Study spotlights Omicron's impact on unvaccinated, rural Americans

Though it causes less severe disease than the Delta variant, the highly transmissible Omicron SARS-CoV-2 variant has been twice as deadly in unvaccinated people and has therefore hit rural Americans harder than those living in cities, a study today in Frontiers in Medicine finds.

Because low-vaccination parts of the country are mostly rural, those living in less densely populated areas continue to bear the highest COVID-19 burden, according to the study authors, who hail from universities in four US states and Zimbabwe. They worry that rural America will face a disproportionate long-term impact from lingering symptoms known as long COVID.

"We're talking about an extra burden that rural counties face. They face a higher probability of developing chronic illness from long COVID," said co-author Claudia Moreno, PhD, assistant professor of physiology and biophysics at the University of Washington, in a University of Cincinnati news release.

Rural-versus-urban disparities

For the cross-sectional study, the researchers analyzed data on COVID-19 cases and deaths, as well as vaccination status, in 2,417 counties from Dec 1, 2021, to Jan. 31, 2022, when Omicron was the dominant strain.

During the study period, the incidence rate increased from 538.9 new cases per 100,000 population to 2,827.9. And the death rate rose from 6.1 per 100,000 to 11.2.

## MATERIAL SUPPLIED
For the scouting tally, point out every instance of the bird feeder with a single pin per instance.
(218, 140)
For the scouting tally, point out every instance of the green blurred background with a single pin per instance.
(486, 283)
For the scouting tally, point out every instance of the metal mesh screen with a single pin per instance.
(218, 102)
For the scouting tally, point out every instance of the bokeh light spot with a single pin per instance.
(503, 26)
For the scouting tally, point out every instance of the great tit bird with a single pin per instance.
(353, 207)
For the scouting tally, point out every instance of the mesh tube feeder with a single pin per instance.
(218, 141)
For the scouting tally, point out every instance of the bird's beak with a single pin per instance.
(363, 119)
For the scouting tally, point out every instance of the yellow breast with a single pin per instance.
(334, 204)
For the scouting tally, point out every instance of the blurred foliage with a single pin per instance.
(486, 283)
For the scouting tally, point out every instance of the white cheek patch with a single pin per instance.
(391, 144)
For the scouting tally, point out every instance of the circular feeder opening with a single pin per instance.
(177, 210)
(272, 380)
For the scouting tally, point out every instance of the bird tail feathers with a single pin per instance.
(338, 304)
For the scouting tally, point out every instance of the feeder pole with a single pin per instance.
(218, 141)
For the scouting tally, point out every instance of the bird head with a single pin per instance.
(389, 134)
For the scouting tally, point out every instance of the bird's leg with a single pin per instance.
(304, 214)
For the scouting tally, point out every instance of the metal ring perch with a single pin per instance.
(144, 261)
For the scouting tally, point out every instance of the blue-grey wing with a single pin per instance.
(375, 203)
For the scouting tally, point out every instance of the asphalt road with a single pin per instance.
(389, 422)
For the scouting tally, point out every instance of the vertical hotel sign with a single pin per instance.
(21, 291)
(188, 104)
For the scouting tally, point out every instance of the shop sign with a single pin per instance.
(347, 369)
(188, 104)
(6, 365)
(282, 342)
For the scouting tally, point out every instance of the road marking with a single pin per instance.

## EXERCISE GOAL
Write out the Omicron article again, everything from "Study spotlights Omicron's" down to "as long COVID.", and switch "unvaccinated" to "unimmunized".

## TASK SOLUTION
Study spotlights Omicron's impact on unimmunized, rural Americans

Though it causes less severe disease than the Delta variant, the highly transmissible Omicron SARS-CoV-2 variant has been twice as deadly in unimmunized people and has therefore hit rural Americans harder than those living in cities, a study today in Frontiers in Medicine finds.

Because low-vaccination parts of the country are mostly rural, those living in less densely populated areas continue to bear the highest COVID-19 burden, according to the study authors, who hail from universities in four US states and Zimbabwe. They worry that rural America will face a disproportionate long-term impact from lingering symptoms known as long COVID.